> [TASK ITEM] Your answer should hold only the lines from the start of the data below through the line with "query (the noun phrase to segment): flower", copied exactly, with pictures left out.

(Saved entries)
────────────────

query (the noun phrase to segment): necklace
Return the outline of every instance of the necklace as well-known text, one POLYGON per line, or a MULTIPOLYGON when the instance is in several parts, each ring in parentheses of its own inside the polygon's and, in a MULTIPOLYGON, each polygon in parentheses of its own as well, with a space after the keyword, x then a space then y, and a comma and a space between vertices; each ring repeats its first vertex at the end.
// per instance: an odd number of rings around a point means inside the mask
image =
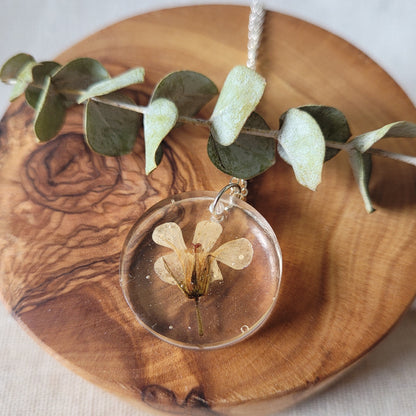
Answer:
MULTIPOLYGON (((247 67, 256 67, 264 9, 253 1, 247 67)), ((139 218, 121 254, 120 283, 138 321, 185 348, 218 348, 253 334, 279 292, 282 255, 275 233, 244 202, 247 182, 218 193, 186 192, 139 218)))

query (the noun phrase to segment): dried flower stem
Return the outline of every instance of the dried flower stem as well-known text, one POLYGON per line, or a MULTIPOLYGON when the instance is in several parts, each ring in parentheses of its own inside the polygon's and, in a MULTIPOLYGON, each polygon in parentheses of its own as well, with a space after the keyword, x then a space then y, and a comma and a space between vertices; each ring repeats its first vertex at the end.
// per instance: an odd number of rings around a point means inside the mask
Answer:
POLYGON ((195 298, 195 311, 198 322, 198 335, 202 337, 204 335, 204 327, 202 325, 201 311, 199 310, 199 298, 195 298))

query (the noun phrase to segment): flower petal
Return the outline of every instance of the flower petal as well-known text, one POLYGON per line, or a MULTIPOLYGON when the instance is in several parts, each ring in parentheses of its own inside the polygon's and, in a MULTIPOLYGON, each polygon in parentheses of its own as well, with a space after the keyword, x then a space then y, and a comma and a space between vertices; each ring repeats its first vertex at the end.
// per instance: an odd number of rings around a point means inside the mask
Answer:
POLYGON ((217 248, 212 255, 221 263, 235 270, 244 269, 253 259, 253 246, 246 238, 228 241, 217 248))
POLYGON ((154 270, 160 280, 170 285, 181 284, 185 280, 182 263, 179 261, 176 253, 160 256, 155 261, 154 270))
POLYGON ((217 260, 213 259, 211 261, 211 280, 210 282, 215 282, 216 280, 223 280, 222 273, 218 267, 217 260))
POLYGON ((222 226, 218 222, 200 221, 195 227, 193 244, 201 244, 205 253, 214 246, 222 233, 222 226))
POLYGON ((152 234, 153 241, 163 247, 168 247, 178 253, 179 250, 186 250, 183 241, 182 230, 174 222, 165 222, 158 225, 152 234))

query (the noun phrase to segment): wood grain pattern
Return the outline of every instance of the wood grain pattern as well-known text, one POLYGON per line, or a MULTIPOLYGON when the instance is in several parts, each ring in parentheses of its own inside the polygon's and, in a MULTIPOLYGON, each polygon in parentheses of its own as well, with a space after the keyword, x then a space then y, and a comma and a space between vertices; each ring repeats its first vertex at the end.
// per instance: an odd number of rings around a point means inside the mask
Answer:
MULTIPOLYGON (((63 53, 90 56, 112 74, 146 68, 132 90, 145 104, 157 81, 196 70, 221 86, 246 60, 244 7, 159 11, 111 26, 63 53)), ((416 121, 414 106, 374 62, 336 36, 267 14, 258 70, 268 80, 258 111, 276 128, 290 107, 343 111, 353 134, 416 121)), ((210 104, 203 111, 207 117, 210 104)), ((125 300, 119 254, 138 216, 169 194, 217 190, 228 178, 207 160, 204 129, 176 129, 161 166, 144 176, 143 144, 102 158, 82 140, 82 115, 34 142, 32 110, 18 100, 0 131, 0 290, 16 319, 80 375, 154 412, 265 415, 307 397, 368 352, 416 294, 416 174, 375 160, 366 214, 344 155, 313 193, 284 162, 250 182, 249 202, 270 222, 283 257, 281 294, 265 327, 230 348, 183 350, 142 329, 125 300)), ((415 154, 415 144, 386 148, 415 154)))

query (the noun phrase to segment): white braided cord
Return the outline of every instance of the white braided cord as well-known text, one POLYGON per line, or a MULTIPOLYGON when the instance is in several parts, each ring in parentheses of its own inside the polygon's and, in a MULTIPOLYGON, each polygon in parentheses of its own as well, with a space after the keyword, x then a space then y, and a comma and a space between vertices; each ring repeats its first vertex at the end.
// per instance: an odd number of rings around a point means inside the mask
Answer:
POLYGON ((247 44, 247 67, 256 70, 257 54, 263 33, 265 17, 263 4, 259 0, 250 3, 250 16, 248 19, 248 44, 247 44))

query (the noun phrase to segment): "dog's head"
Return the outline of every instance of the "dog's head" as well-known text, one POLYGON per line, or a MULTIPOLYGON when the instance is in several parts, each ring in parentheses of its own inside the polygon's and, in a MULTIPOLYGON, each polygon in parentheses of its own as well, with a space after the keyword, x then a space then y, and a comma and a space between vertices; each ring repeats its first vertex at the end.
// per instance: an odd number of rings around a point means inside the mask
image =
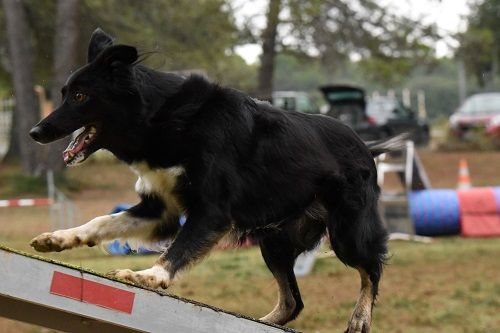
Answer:
POLYGON ((137 58, 136 48, 113 45, 109 35, 95 30, 88 63, 69 76, 61 105, 31 129, 31 137, 46 144, 81 129, 63 152, 67 165, 83 162, 100 148, 111 150, 140 109, 133 81, 137 58))

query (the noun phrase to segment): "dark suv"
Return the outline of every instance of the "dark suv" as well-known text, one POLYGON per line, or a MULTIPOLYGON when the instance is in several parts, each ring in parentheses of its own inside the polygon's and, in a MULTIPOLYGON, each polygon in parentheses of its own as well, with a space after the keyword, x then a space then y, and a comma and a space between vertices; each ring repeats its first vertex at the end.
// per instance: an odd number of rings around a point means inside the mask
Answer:
POLYGON ((384 131, 382 136, 408 132, 416 144, 429 143, 429 123, 394 97, 368 99, 366 113, 384 131))
POLYGON ((319 89, 329 104, 327 116, 351 126, 364 140, 379 138, 375 121, 366 114, 364 90, 340 85, 323 86, 319 89))
POLYGON ((364 140, 378 140, 408 132, 417 144, 429 142, 429 125, 395 98, 365 98, 363 89, 328 85, 320 87, 328 101, 328 116, 351 126, 364 140))

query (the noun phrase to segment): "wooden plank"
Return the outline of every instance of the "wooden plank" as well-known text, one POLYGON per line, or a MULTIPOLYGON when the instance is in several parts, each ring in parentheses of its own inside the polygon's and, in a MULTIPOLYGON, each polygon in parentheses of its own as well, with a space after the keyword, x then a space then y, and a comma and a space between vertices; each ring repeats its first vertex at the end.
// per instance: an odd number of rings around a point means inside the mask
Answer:
POLYGON ((295 332, 2 246, 0 281, 0 316, 63 331, 295 332))

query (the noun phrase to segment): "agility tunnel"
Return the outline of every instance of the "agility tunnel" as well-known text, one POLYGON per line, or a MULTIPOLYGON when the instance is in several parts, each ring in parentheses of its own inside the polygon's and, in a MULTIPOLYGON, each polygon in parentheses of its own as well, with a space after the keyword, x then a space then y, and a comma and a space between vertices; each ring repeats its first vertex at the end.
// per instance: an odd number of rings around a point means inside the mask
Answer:
POLYGON ((429 189, 409 195, 410 216, 415 233, 422 236, 456 235, 460 232, 457 191, 429 189))
POLYGON ((500 236, 500 187, 414 191, 409 206, 417 235, 500 236))

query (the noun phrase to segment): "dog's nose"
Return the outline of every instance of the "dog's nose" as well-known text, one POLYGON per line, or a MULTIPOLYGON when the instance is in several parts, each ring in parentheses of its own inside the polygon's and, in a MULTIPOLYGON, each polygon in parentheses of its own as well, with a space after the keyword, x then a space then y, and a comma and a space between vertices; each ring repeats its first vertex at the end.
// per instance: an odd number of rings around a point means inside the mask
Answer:
POLYGON ((33 140, 40 142, 42 137, 42 128, 40 126, 35 126, 30 130, 30 136, 33 140))

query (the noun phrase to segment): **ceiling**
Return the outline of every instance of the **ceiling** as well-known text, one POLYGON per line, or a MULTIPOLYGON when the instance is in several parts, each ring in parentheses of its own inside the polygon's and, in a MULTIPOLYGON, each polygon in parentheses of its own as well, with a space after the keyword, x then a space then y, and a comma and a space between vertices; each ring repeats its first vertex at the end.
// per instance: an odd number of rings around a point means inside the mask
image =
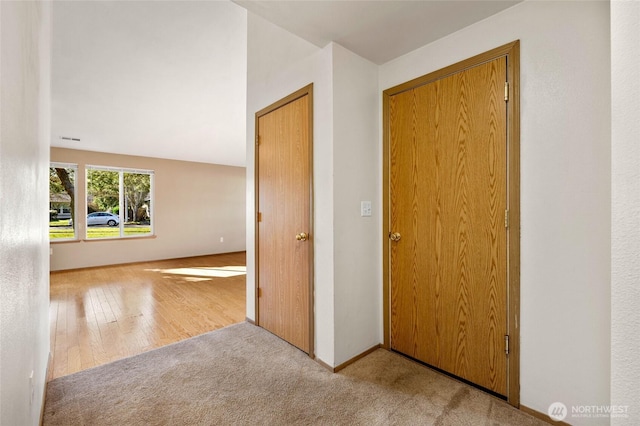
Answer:
POLYGON ((383 64, 522 0, 233 1, 318 47, 335 41, 383 64))
POLYGON ((51 145, 244 166, 242 7, 382 64, 517 1, 235 3, 54 2, 51 145))
POLYGON ((58 1, 52 39, 52 146, 244 166, 237 5, 58 1))

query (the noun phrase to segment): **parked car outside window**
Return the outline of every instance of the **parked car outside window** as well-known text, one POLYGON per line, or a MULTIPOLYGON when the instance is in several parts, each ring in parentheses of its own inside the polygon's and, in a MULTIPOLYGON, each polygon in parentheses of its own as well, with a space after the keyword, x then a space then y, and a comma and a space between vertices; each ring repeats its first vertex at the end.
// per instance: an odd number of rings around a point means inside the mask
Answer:
MULTIPOLYGON (((109 212, 93 212, 87 215, 87 226, 93 225, 109 225, 117 226, 120 224, 120 217, 117 214, 109 212)), ((69 219, 69 225, 73 225, 73 221, 69 219)))
POLYGON ((116 226, 120 224, 118 215, 108 212, 94 212, 87 215, 87 226, 91 225, 109 225, 116 226))

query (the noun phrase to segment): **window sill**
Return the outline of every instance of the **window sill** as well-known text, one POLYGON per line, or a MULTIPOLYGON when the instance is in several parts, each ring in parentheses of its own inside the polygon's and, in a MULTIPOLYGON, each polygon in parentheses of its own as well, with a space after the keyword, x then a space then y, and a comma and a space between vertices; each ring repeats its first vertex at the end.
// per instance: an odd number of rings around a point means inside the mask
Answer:
POLYGON ((49 240, 49 244, 63 244, 63 243, 79 243, 82 242, 81 239, 79 238, 74 238, 74 239, 55 239, 55 240, 49 240))

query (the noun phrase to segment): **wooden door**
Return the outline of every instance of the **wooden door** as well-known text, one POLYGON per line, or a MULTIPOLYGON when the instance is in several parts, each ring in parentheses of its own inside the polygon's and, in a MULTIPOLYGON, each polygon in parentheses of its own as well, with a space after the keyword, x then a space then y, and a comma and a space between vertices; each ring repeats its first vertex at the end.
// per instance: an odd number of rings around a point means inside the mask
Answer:
POLYGON ((391 348, 507 394, 506 57, 389 98, 391 348))
POLYGON ((312 352, 311 87, 256 115, 257 323, 312 352))

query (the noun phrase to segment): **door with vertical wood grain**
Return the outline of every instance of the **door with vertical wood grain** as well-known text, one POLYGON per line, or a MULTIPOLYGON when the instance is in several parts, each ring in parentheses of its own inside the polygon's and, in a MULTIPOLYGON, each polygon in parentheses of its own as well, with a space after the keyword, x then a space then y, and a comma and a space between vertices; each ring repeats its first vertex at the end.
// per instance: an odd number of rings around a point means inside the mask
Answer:
POLYGON ((389 98, 391 348, 507 395, 507 60, 389 98))
POLYGON ((311 87, 256 114, 257 324, 312 353, 311 87))

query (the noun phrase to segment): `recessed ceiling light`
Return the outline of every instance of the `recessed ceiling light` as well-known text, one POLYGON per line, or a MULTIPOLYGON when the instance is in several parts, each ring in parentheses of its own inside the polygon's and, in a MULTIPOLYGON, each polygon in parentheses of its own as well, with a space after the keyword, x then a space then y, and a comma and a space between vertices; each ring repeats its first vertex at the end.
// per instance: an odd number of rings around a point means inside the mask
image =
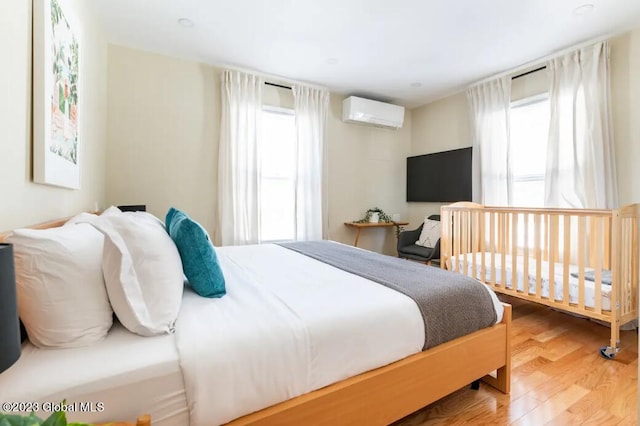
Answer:
POLYGON ((586 3, 573 9, 573 14, 575 16, 588 15, 589 13, 593 12, 593 8, 594 6, 592 3, 586 3))
POLYGON ((411 83, 411 87, 422 87, 422 83, 416 81, 415 83, 411 83))
POLYGON ((189 18, 180 18, 178 19, 178 24, 180 24, 180 26, 185 27, 185 28, 193 28, 193 26, 195 25, 193 23, 193 21, 189 18))
POLYGON ((337 65, 338 63, 340 63, 340 60, 338 58, 327 59, 327 64, 329 65, 337 65))

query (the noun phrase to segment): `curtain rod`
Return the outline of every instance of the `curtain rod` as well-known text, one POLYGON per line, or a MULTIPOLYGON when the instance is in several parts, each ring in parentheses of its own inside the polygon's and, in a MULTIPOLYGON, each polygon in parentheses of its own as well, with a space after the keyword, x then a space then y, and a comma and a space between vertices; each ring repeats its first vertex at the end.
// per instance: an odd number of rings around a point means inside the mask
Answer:
POLYGON ((542 70, 545 70, 545 69, 547 69, 547 66, 543 65, 543 66, 538 67, 538 68, 536 68, 534 70, 523 72, 522 74, 514 75, 513 77, 511 77, 511 80, 515 80, 516 78, 524 77, 525 75, 533 74, 534 72, 542 71, 542 70))
MULTIPOLYGON (((507 75, 512 74, 514 72, 519 72, 519 71, 525 70, 525 69, 527 69, 529 67, 540 65, 541 63, 545 63, 545 62, 549 61, 550 59, 557 58, 557 57, 559 57, 561 55, 566 55, 567 53, 573 52, 573 51, 578 50, 578 49, 582 49, 583 47, 587 47, 587 46, 590 46, 590 45, 593 45, 593 44, 596 44, 596 43, 600 43, 600 42, 604 42, 604 41, 607 41, 607 40, 611 40, 612 38, 617 37, 617 36, 619 36, 619 35, 621 35, 621 34, 623 34, 625 32, 628 32, 628 31, 629 31, 628 28, 626 28, 626 29, 625 28, 618 29, 615 32, 608 33, 608 34, 605 34, 603 36, 592 38, 592 39, 589 39, 589 40, 584 41, 582 43, 574 44, 574 45, 566 47, 564 49, 557 50, 555 52, 550 53, 549 55, 534 59, 534 60, 529 61, 529 62, 527 62, 525 64, 517 66, 515 68, 511 68, 511 69, 508 69, 506 71, 500 72, 498 74, 494 74, 494 75, 491 75, 489 77, 485 77, 485 78, 483 78, 481 80, 476 80, 476 81, 474 81, 472 83, 469 83, 469 84, 465 85, 464 87, 461 87, 456 92, 451 92, 450 94, 442 96, 442 97, 445 98, 447 96, 453 95, 454 93, 458 93, 458 92, 464 91, 464 90, 466 90, 467 88, 469 88, 471 86, 475 86, 476 84, 486 83, 487 81, 495 80, 496 78, 504 77, 504 76, 507 76, 507 75)), ((440 98, 440 99, 442 99, 442 98, 440 98)))
MULTIPOLYGON (((232 71, 240 71, 243 73, 247 73, 247 74, 252 74, 252 75, 258 75, 260 77, 262 77, 263 79, 270 79, 270 80, 275 80, 275 81, 281 81, 285 84, 299 84, 301 86, 305 86, 305 87, 313 87, 314 89, 320 89, 320 90, 327 90, 329 91, 329 88, 327 86, 323 86, 321 84, 315 84, 315 83, 310 83, 308 81, 302 81, 302 80, 293 80, 291 78, 288 77, 283 77, 281 75, 277 75, 277 74, 267 74, 264 72, 259 72, 256 70, 252 70, 249 68, 242 68, 242 67, 237 67, 234 65, 229 65, 229 64, 217 64, 214 65, 223 69, 227 69, 227 70, 232 70, 232 71)), ((285 89, 291 89, 291 87, 289 86, 283 86, 285 89)))
POLYGON ((274 87, 280 87, 281 89, 289 89, 289 90, 291 90, 290 86, 283 86, 282 84, 269 83, 268 81, 265 81, 264 84, 268 84, 269 86, 274 86, 274 87))

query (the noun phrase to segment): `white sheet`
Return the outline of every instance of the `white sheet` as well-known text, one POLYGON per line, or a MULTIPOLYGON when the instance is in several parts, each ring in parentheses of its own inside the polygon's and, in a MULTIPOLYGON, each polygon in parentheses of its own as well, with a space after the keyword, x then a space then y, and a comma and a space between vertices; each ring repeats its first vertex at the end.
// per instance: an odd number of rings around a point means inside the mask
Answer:
POLYGON ((230 421, 423 346, 420 312, 396 291, 277 245, 217 253, 227 295, 186 292, 176 324, 192 426, 230 421))
POLYGON ((277 245, 217 253, 227 295, 185 294, 176 324, 191 426, 230 421, 422 348, 420 311, 400 293, 277 245))
MULTIPOLYGON (((475 260, 476 263, 476 274, 477 279, 490 282, 491 281, 491 253, 484 253, 484 261, 485 261, 485 277, 482 278, 482 271, 480 269, 482 264, 483 253, 475 253, 475 258, 472 253, 466 253, 466 255, 459 256, 457 259, 460 271, 464 271, 464 259, 467 259, 467 272, 468 275, 473 275, 472 265, 475 260)), ((456 257, 454 256, 453 262, 456 261, 456 257)), ((524 258, 522 256, 518 256, 516 259, 517 262, 517 289, 519 291, 524 291, 524 258)), ((510 255, 505 255, 505 263, 506 263, 506 282, 504 283, 507 288, 513 287, 513 273, 512 273, 512 257, 510 255)), ((549 263, 548 262, 540 262, 541 267, 541 291, 543 297, 549 297, 549 263)), ((555 300, 562 301, 564 298, 564 273, 563 273, 563 264, 556 263, 554 265, 554 296, 555 300)), ((502 279, 502 256, 495 256, 495 280, 496 282, 500 282, 502 279)), ((585 271, 589 271, 591 269, 585 268, 585 271)), ((577 273, 578 267, 576 265, 569 265, 569 301, 570 303, 578 303, 578 278, 571 276, 571 273, 577 273)), ((536 260, 534 258, 529 259, 529 273, 526 278, 528 283, 528 291, 530 294, 535 294, 536 292, 536 260)), ((592 308, 594 306, 595 301, 595 283, 593 281, 585 280, 584 282, 584 302, 585 306, 592 308)), ((610 310, 611 309, 611 286, 602 284, 602 309, 610 310)))
MULTIPOLYGON (((174 335, 140 337, 115 324, 104 340, 91 346, 38 349, 27 342, 20 359, 0 374, 0 400, 101 402, 103 412, 67 417, 84 422, 135 421, 141 414, 153 413, 154 426, 188 425, 174 340, 174 335)), ((44 418, 50 413, 36 414, 44 418)))

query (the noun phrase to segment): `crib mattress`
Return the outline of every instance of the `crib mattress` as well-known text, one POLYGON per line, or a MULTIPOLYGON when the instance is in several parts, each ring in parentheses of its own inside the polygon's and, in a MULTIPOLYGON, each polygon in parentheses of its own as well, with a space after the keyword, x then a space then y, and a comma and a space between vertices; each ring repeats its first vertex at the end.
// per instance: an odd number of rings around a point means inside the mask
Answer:
MULTIPOLYGON (((475 278, 484 281, 486 283, 491 282, 492 275, 492 267, 491 267, 491 253, 489 252, 479 252, 479 253, 466 253, 459 256, 452 257, 453 262, 457 262, 459 270, 461 272, 465 272, 468 276, 473 276, 473 264, 476 265, 476 276, 475 278), (485 274, 482 276, 482 258, 484 257, 484 265, 485 265, 485 274), (467 270, 464 270, 464 261, 466 258, 467 270)), ((494 257, 494 265, 495 265, 495 282, 501 282, 502 280, 502 255, 495 254, 494 257)), ((504 271, 506 275, 505 279, 505 287, 509 289, 513 289, 513 258, 511 255, 504 256, 504 271)), ((525 276, 524 271, 524 257, 517 256, 516 257, 516 269, 517 269, 517 280, 516 288, 518 291, 525 291, 525 283, 527 286, 527 292, 531 295, 536 294, 536 259, 529 258, 529 267, 525 276)), ((449 267, 451 265, 448 265, 449 267)), ((549 274, 549 262, 541 261, 540 269, 541 269, 541 293, 542 297, 549 298, 549 288, 550 288, 550 274, 549 274)), ((572 276, 571 274, 578 273, 577 265, 569 265, 569 303, 577 304, 578 303, 578 294, 579 294, 579 280, 578 278, 572 276)), ((593 269, 585 268, 585 272, 593 271, 593 269)), ((553 284, 554 284, 554 300, 558 302, 562 302, 564 299, 564 264, 555 263, 554 264, 554 273, 553 273, 553 284)), ((584 280, 584 302, 585 306, 588 308, 593 308, 595 306, 595 289, 596 284, 593 281, 584 280)), ((602 309, 605 311, 611 310, 611 286, 608 284, 601 284, 602 289, 602 309)))

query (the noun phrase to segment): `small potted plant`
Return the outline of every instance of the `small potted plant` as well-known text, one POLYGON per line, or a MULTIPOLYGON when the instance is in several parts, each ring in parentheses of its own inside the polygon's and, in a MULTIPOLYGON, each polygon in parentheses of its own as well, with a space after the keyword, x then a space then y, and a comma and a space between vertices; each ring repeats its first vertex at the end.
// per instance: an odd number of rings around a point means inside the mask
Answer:
POLYGON ((365 213, 365 215, 364 215, 364 217, 362 219, 356 220, 354 222, 355 223, 367 223, 367 222, 371 222, 371 223, 378 223, 378 222, 393 223, 394 225, 396 225, 396 237, 398 235, 400 235, 400 232, 402 232, 404 230, 404 228, 402 228, 402 226, 399 226, 398 223, 395 220, 393 220, 391 218, 391 216, 386 214, 380 207, 374 207, 372 209, 367 210, 367 212, 365 213))
MULTIPOLYGON (((380 207, 374 207, 372 209, 367 210, 364 217, 360 220, 356 220, 357 223, 365 223, 365 222, 393 222, 391 217, 386 214, 380 207), (377 220, 376 220, 377 218, 377 220)), ((395 222, 394 222, 395 223, 395 222)))

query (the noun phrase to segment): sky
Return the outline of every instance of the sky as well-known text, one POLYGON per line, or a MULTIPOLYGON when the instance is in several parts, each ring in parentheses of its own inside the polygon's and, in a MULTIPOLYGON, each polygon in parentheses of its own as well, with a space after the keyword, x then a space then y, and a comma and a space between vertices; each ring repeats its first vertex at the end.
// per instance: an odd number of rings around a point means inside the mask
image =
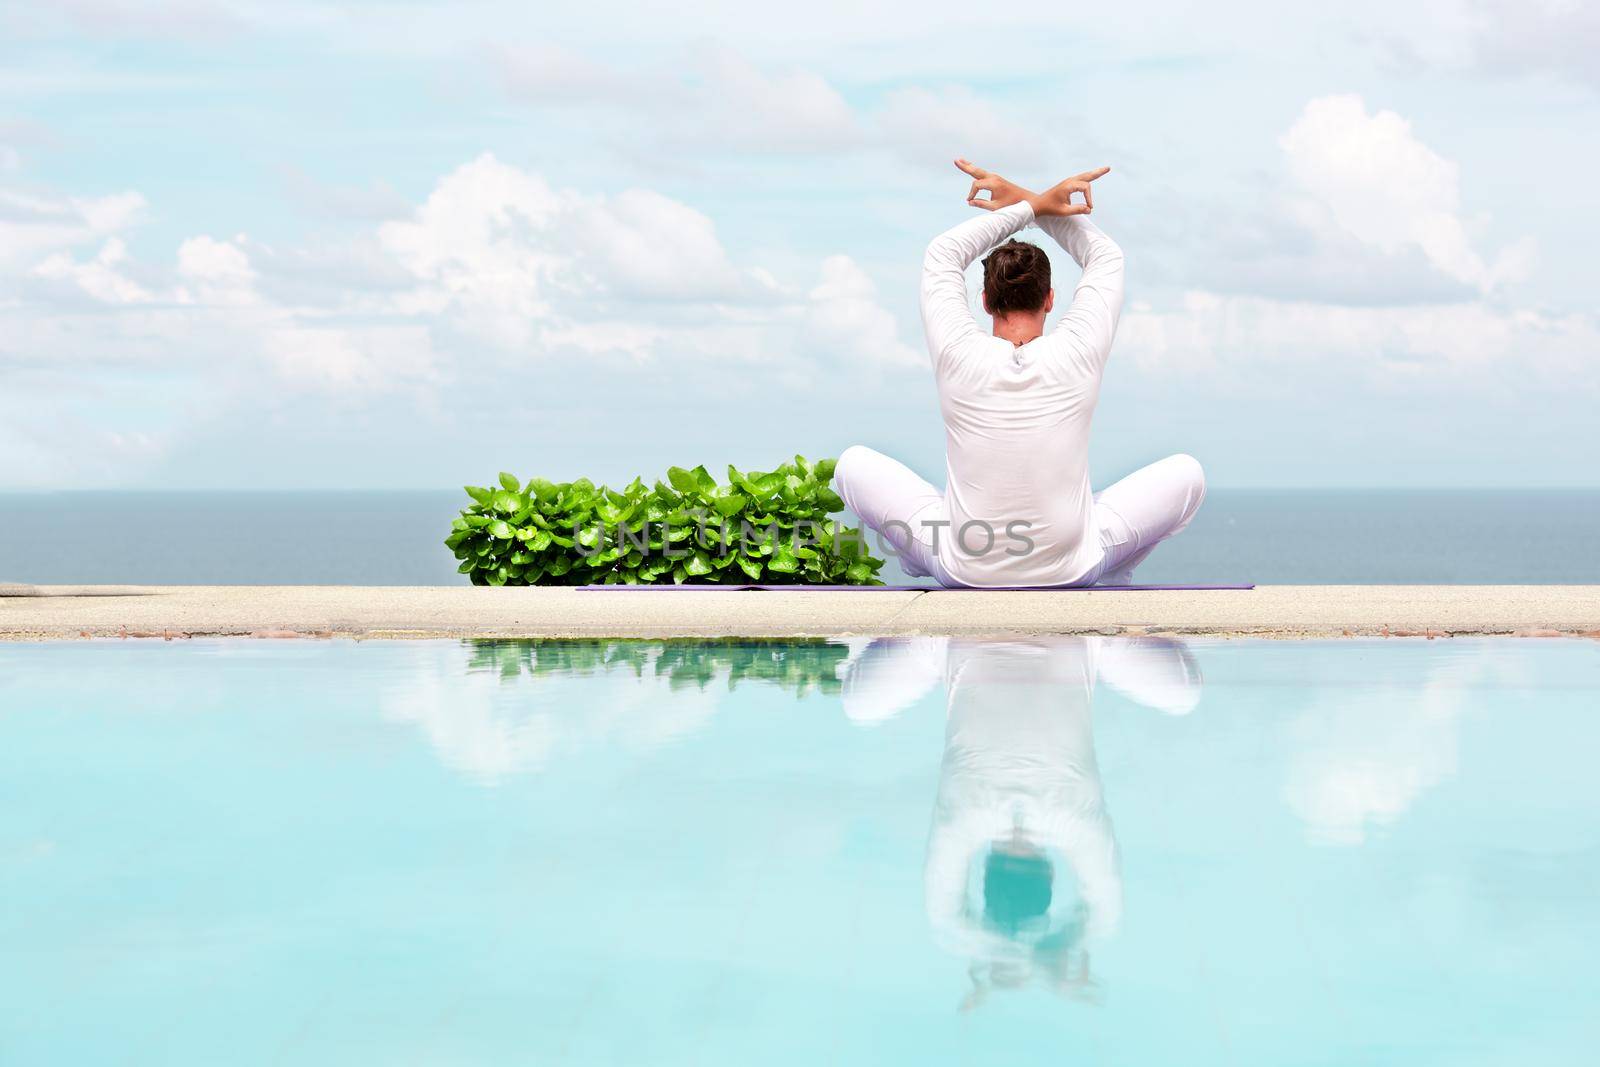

────────────────

> [SOLUTION TO THE PROBLEM]
query (the noun phrase to segment): necklace
Return the outline of every instance of the necklace as well-known text, one POLYGON per line, or a MULTIPOLYGON when the instance is in several parts, each ring in parentheses of its own inside the polygon's and, in a MULTIPOLYGON, each polygon in parentheses of its own as well, with a space after the keyword, x then a space then y, and a comma and a space between vertices; each ring repeats its first vertex at the end.
// per instance: an odd number of rings around a point means inside the mask
image =
Answer:
MULTIPOLYGON (((247 67, 256 67, 264 9, 253 1, 247 67)), ((139 218, 121 254, 120 283, 138 321, 185 348, 218 348, 253 334, 279 292, 282 255, 275 233, 244 202, 247 182, 218 193, 186 192, 139 218)))

query (the noun phrase to segment): dried flower stem
Return the outline of every instance of the dried flower stem as well-known text, one POLYGON per line, or a MULTIPOLYGON when the instance is in several parts, each ring in parentheses of its own inside the polygon's and, in a MULTIPOLYGON, each polygon in parentheses of its own as well, with a space after the keyword, x then a space then y, and a comma and a space between vertices; each ring repeats its first vertex at the end.
// per instance: an odd number of rings around a point means inside the mask
Answer:
POLYGON ((195 298, 195 311, 198 322, 198 335, 202 337, 204 335, 204 327, 202 325, 201 311, 199 310, 199 298, 195 298))

query (the noun phrase to segment): flower petal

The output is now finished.